United States v. Jones
Annotate this Case
345 U.S. 377 (1953)
U.S. Supreme Court
United States v. Jones, 345 U.S. 377 (1953)
United States v. Jones
Decided April 13, 1953
345 U.S. 377
APPEAL FROM THE UNITED STATES DISTRICT COURT
FOR THE SOUTHERN DISTRICT OF FLORIDA
Invoking the Criminal Appeals Act, 18 U.S.C. § 3731, the Government appealed directly to this Court from the District Court's dismissal of an information charging appellee with violations of the Civil Rights Act, 18 U.S.C. § 242. The initial issue -- and a critical issue raised by the Government's appeal involved questions relating to the District Court's construction of the information, and not to that court's interpretation of the scope of the Civil Rights Act.
Held: this Court is of the opinion that the appeal should have been taken to a court of appeals; and, in exercise of the power conferred upon it in such circumstances by 18 U.S.C. § 3731, this Court remands the appeal to the Court of Appeals for further proceedings in that court. Pp. 345 U. S. 377-378.
108 F.Supp. 266, remanded to the Court of Appeals.
Invoking the Criminal Appeals Act, 18 U.S.C. § 3731, the Government appeals from a dismissal of a two-ount information charging appellee with violations of the Civil Rights Act, 18 U.S.C. § 242.
The District Court construed the information to charge that appellee, an officer in a Florida state prison, whipped certain prisoners entrusted to his custody "for the purpose and with the intent of disciplining said prisoners." The District Court held that mere disciplinary action by state prison officials is no offense under the Civil Rights Act, supra, and dismissed the information. 108 F.Supp. 266.
On appeal, the Government predicates its argument for reversal upon the assumption that the information charges for more than the District Court found it charged. The Government construes the information to charge that appellee willfully extorted confessions of violations of prison rules from the prisoners and willfully inflicted illegal summary punishment upon them, in violation of the laws of Florida and the Constitution of the United States. Thus, the Government's appeal -- the theory of the prosecution -- is based upon a construction of the information which differs significantly from the construction which the District Court has placed upon it.

INFORMATION SUPPLIED:
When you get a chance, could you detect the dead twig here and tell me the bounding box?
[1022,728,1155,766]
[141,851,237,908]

TO-DO LIST:
a. In the case summary, on what date was the decision handed down?
b. Duplicate the portion of the case summary starting at "The District Court construed" and ending at "108 F.Supp. 266.".
The material has no connection to the text.

SOLUTIONS TO THE PROBLEMS:
a. April 13, 1953.

b.
The District Court construed the information to charge that appellee, an officer in a Florida state prison, whipped certain prisoners entrusted to his custody "for the purpose and with the intent of disciplining said prisoners." The District Court held that mere disciplinary action by state prison officials is no offense under the Civil Rights Act, supra, and dismissed the information. 108 F.Supp. 266.